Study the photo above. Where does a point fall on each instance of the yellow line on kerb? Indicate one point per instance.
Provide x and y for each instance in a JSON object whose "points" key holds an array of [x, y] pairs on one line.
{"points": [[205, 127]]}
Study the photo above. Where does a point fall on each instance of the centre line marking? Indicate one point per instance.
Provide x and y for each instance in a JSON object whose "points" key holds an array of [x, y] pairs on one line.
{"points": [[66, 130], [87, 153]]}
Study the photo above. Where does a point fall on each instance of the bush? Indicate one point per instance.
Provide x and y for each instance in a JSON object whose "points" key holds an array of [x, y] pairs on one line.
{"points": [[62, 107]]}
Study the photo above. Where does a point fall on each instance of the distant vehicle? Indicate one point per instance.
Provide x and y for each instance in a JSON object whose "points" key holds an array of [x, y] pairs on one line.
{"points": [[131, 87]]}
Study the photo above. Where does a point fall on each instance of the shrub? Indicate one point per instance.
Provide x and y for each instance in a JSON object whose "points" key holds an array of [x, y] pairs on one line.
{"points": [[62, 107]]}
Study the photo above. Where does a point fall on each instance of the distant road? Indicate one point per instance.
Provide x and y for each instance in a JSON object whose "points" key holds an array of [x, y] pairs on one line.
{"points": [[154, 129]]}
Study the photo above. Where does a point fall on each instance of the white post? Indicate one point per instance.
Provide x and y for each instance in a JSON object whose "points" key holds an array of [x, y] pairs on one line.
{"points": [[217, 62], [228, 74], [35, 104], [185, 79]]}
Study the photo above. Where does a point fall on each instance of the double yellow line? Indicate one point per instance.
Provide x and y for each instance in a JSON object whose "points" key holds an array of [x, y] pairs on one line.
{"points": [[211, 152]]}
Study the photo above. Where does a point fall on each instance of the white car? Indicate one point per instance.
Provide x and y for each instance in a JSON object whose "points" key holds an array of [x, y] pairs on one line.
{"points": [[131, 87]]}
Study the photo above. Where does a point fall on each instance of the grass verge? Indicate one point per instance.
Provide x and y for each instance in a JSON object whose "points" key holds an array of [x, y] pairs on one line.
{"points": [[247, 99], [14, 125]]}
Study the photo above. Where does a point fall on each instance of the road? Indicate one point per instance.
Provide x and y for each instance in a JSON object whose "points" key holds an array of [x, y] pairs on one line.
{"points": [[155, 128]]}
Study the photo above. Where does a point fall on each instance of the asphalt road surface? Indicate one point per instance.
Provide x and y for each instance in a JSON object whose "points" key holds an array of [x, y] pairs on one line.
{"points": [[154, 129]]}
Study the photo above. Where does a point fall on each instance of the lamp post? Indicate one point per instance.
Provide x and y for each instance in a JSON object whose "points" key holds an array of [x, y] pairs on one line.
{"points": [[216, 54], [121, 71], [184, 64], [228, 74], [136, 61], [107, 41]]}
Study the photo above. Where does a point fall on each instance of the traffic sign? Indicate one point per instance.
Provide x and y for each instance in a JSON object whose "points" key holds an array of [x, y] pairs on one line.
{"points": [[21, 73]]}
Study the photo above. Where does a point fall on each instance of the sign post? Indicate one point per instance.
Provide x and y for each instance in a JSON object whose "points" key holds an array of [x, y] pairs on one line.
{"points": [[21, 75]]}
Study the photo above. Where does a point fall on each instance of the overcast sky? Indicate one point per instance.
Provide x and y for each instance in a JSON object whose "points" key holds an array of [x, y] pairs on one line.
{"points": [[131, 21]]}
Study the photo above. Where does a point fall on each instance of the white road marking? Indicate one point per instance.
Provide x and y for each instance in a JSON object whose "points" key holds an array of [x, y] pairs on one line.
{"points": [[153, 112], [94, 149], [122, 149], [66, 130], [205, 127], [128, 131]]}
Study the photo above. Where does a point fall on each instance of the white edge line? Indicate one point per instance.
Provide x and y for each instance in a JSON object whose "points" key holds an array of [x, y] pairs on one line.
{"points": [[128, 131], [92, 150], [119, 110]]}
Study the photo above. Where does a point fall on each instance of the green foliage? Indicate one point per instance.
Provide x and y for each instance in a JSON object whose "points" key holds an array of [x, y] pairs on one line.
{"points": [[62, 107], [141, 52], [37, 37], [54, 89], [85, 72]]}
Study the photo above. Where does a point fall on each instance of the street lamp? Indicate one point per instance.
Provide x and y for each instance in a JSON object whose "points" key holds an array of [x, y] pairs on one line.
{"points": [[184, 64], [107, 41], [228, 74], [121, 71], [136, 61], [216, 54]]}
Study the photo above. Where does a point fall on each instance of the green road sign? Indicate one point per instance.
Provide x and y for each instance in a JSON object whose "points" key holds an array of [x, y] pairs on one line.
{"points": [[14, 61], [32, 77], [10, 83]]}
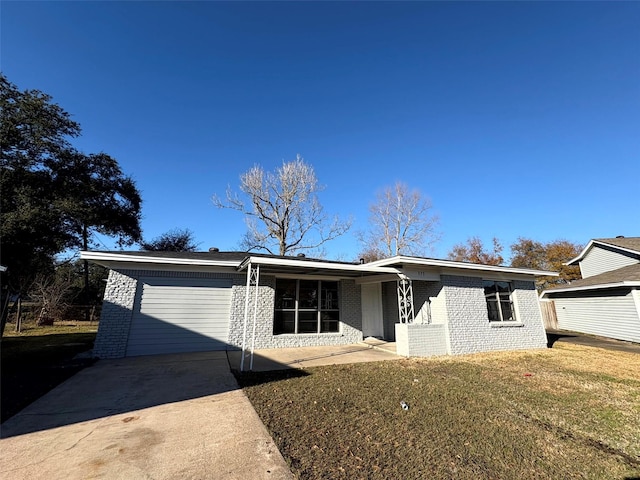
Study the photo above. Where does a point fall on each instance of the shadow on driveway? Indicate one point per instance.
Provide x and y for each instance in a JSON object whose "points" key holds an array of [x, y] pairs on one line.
{"points": [[112, 387], [554, 336]]}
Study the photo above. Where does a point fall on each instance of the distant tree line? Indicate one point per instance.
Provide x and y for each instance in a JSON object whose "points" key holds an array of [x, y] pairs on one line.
{"points": [[525, 253]]}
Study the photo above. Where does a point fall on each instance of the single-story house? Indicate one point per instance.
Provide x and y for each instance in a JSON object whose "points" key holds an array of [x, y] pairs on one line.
{"points": [[165, 302], [606, 301]]}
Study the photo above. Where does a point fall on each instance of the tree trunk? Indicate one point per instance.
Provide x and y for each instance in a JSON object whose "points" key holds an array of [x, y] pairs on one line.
{"points": [[19, 315], [85, 266], [5, 310]]}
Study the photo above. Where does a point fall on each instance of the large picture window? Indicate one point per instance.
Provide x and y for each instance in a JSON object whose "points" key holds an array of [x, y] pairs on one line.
{"points": [[499, 303], [306, 306]]}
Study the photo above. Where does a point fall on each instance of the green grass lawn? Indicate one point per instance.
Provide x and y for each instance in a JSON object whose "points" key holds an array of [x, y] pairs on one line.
{"points": [[37, 359], [567, 412]]}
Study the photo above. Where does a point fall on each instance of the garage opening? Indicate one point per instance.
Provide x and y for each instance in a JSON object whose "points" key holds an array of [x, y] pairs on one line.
{"points": [[175, 315]]}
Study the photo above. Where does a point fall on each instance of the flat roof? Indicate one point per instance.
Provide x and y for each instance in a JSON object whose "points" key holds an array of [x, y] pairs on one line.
{"points": [[291, 265]]}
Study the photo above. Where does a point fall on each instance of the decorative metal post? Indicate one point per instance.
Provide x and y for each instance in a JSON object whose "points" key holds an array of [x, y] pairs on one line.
{"points": [[405, 301], [253, 275]]}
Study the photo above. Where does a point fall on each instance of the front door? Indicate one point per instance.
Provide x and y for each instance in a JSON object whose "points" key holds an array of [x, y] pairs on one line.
{"points": [[372, 310]]}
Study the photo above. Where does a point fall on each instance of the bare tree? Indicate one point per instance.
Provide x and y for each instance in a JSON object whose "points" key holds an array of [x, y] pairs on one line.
{"points": [[474, 252], [282, 210], [401, 222], [175, 240], [52, 292]]}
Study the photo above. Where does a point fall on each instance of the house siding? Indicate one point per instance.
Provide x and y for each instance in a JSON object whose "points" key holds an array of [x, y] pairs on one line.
{"points": [[120, 297], [469, 330], [613, 316], [600, 260]]}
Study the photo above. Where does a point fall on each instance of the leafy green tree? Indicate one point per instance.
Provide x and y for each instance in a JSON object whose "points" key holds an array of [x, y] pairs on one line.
{"points": [[54, 197], [175, 240], [33, 134], [474, 251]]}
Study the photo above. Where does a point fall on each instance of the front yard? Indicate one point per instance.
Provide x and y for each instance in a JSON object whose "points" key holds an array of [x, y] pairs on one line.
{"points": [[38, 359], [567, 412]]}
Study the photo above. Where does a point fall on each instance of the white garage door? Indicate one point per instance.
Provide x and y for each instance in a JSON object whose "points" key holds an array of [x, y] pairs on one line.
{"points": [[175, 315]]}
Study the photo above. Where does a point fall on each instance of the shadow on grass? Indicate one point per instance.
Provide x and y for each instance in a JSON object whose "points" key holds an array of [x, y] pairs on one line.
{"points": [[552, 338], [250, 379], [33, 365]]}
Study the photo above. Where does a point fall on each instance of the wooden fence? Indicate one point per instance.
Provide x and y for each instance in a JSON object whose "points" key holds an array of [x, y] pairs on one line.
{"points": [[549, 317]]}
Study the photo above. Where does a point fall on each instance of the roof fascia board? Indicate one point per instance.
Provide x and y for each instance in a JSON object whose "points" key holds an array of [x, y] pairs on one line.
{"points": [[377, 279], [602, 286], [158, 267], [592, 243], [305, 264], [126, 259], [460, 265], [294, 276]]}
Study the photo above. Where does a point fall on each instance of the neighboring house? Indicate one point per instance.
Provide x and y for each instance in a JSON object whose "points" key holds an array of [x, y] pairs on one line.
{"points": [[165, 302], [606, 301]]}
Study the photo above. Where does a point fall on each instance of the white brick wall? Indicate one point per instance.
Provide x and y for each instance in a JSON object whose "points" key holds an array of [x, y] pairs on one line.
{"points": [[350, 319], [115, 319], [415, 340], [469, 328], [457, 301]]}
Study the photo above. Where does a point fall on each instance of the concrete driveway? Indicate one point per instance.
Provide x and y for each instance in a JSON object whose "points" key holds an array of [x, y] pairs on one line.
{"points": [[157, 417]]}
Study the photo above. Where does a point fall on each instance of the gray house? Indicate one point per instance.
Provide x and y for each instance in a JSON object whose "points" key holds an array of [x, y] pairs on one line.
{"points": [[166, 302], [606, 301]]}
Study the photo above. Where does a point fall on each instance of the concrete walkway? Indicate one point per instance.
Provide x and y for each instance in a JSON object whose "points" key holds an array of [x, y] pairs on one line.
{"points": [[285, 358], [157, 417]]}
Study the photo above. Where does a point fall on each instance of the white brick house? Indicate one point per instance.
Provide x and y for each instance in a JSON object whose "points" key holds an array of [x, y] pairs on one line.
{"points": [[167, 302]]}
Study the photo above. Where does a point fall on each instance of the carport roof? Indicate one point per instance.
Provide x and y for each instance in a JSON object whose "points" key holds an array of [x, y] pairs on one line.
{"points": [[298, 264]]}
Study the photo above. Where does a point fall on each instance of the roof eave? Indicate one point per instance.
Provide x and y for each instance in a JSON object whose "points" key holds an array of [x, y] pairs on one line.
{"points": [[600, 286], [305, 264], [429, 262]]}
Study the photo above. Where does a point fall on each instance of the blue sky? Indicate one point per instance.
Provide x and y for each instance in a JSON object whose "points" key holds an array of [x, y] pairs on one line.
{"points": [[515, 118]]}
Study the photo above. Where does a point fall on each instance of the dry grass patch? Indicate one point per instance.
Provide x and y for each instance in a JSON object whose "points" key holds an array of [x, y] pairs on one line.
{"points": [[560, 413]]}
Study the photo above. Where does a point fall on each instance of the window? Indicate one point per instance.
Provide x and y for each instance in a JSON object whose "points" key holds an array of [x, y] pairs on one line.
{"points": [[306, 306], [499, 304]]}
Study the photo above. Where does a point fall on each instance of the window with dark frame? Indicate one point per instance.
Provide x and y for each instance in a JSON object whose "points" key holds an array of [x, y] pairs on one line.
{"points": [[306, 306], [499, 302]]}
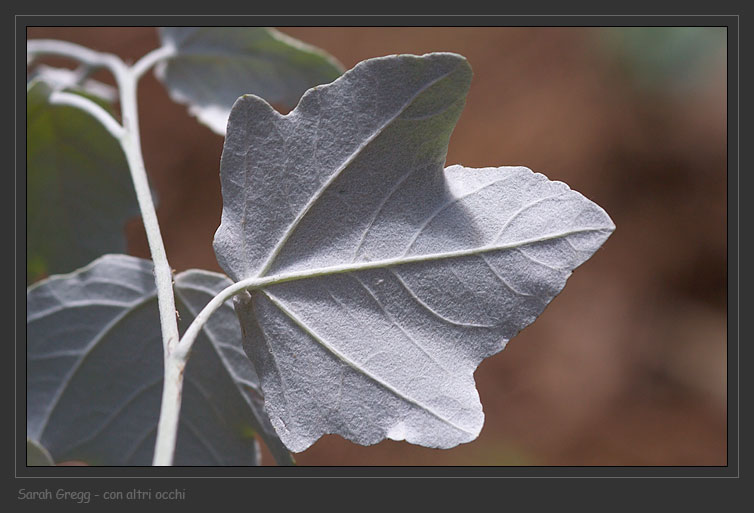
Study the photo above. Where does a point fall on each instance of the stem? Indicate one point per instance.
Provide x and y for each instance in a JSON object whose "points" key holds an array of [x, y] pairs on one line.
{"points": [[128, 136], [167, 426], [85, 104], [74, 51]]}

☆ ☆ ☆ ☆ ☆

(GIVEN EXERCISE): Give again the lines from the line that contains "eave? Indicate one point per instance." through the last line of the material above, exactly and with both ends included. Omit the pictures.

(ANSWER):
Study the photo above. Where does a point fall on each instance of the roof eave? Indicate one point per instance.
Provide x and y for each instance in a JSON object whose "points" key holds an array of [x, y] pairs on one line.
{"points": [[600, 286], [305, 264], [429, 262]]}
Study the photo above. Where does a point fall on each instance of the blue sky? Indicate one point per instance.
Provide x and y for each instance in a JSON object whose "points" key holds an array of [x, y] pairs on one line.
{"points": [[515, 118]]}
Study the photo above. Where does a point fall on each instance of the dry grass patch? Indicate one point per instance.
Provide x and y for each instance in a JSON object whose "points" key holds an array of [x, y] pairs on one line.
{"points": [[560, 413]]}
Study the photo above. Where does a point fall on each instance of the window? Indicate one point per instance.
Provide x and y for each instance in a JSON object whose "points" key holds an array of [x, y] pairs on one line.
{"points": [[306, 306], [499, 304]]}
Study the photo above. Where does a point fall on each instance of the window with dark frame? Indicate one point per instance.
Provide x and y for each instance in a JSON object whose "points" key holds an array of [x, y] pairs on one line.
{"points": [[306, 306], [499, 302]]}
Study the photo above. Where does a point fall on each instance of the stem? Indicate one point per instance.
Provide x and y for each instance in a JSON object whose "points" key holds an array of [x, y] pairs on one line.
{"points": [[128, 136], [167, 426], [85, 104], [74, 51]]}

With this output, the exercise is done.